# [What is required]
Extract from the article on Asia's recovery from the 1997 crisis the passage starting at "For the four" and ending at "in the mid-1980s.", copied word for word.

-------- Article --------

10 years after: Asia out of crisis

Posted on 21 August 2007
 

 

Ten years ago, Thailand triggered an Asian economic crisis. A decade later, the five countries hardest-hit by the crisis are back on their feet.

 

In 1997, Thailand was forced to float its baht currency and appeal to the International Monetary Fund (IMF) for a bailout.

 

This triggered an economic crisis that spread tsunami-like to the economies of Indonesia, Malaysia, the Philippines and South Korea.

 

A decade later, things are looking far better, thanks to prudent fiscal policy, strong exports and a healthy influx of foreign direct investment (FDI).

 

Of the five, South Korea has made the most impressive recovery.

 

The crisis forced South Korea to open up its economy to an unprecedented degree with the reward being an inflow of FDI amounting to 102 billion dollars from 1998 to 2006, or 80 per cent of the country's inbound investments since 1962. Even so, FDI accounts for a small percentage of South Korea's gross domestic product (GDP) at 8.1 per cent in 2005.

 

For the four crisis-struck Southeast Asian nations, FDI has historically played a much more important role in their economies.

 

The so-called Little Dragons of Southeast Asia essentially owe their claws to a massive influx of FDI from Japan, and to a lesser extent South Korea and Taiwan, in the aftermath of the appreciation of the Japanese yen in the mid-1980s.

 

The East Asian investment influx was topped up by similar inflows from the United States and Europe, keen to reap the benefits of the "Asian miracle."

 

After 1997, when the miracle turned nightmare, the FDI tidal wave flowed elsewhere. Much of it has headed to China, which was largely unaffected by the Asian crisis, and to a lesser extent, India.

-------- Items --------

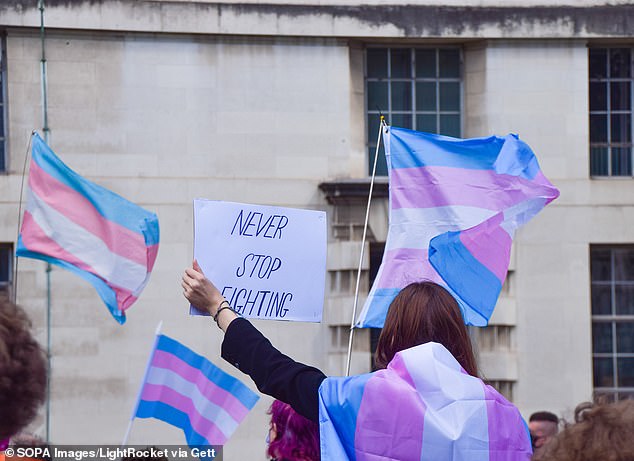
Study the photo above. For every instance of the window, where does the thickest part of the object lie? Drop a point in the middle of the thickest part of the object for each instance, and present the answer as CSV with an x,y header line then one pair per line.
x,y
416,88
612,273
610,99
6,267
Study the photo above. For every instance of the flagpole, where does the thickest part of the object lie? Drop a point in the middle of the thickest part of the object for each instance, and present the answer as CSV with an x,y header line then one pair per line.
x,y
138,398
365,229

--------

# [The reply]
For the four crisis-struck Southeast Asian nations, FDI has historically played a much more important role in their economies.

 

The so-called Little Dragons of Southeast Asia essentially owe their claws to a massive influx of FDI from Japan, and to a lesser extent South Korea and Taiwan, in the aftermath of the appreciation of the Japanese yen in the mid-1980s.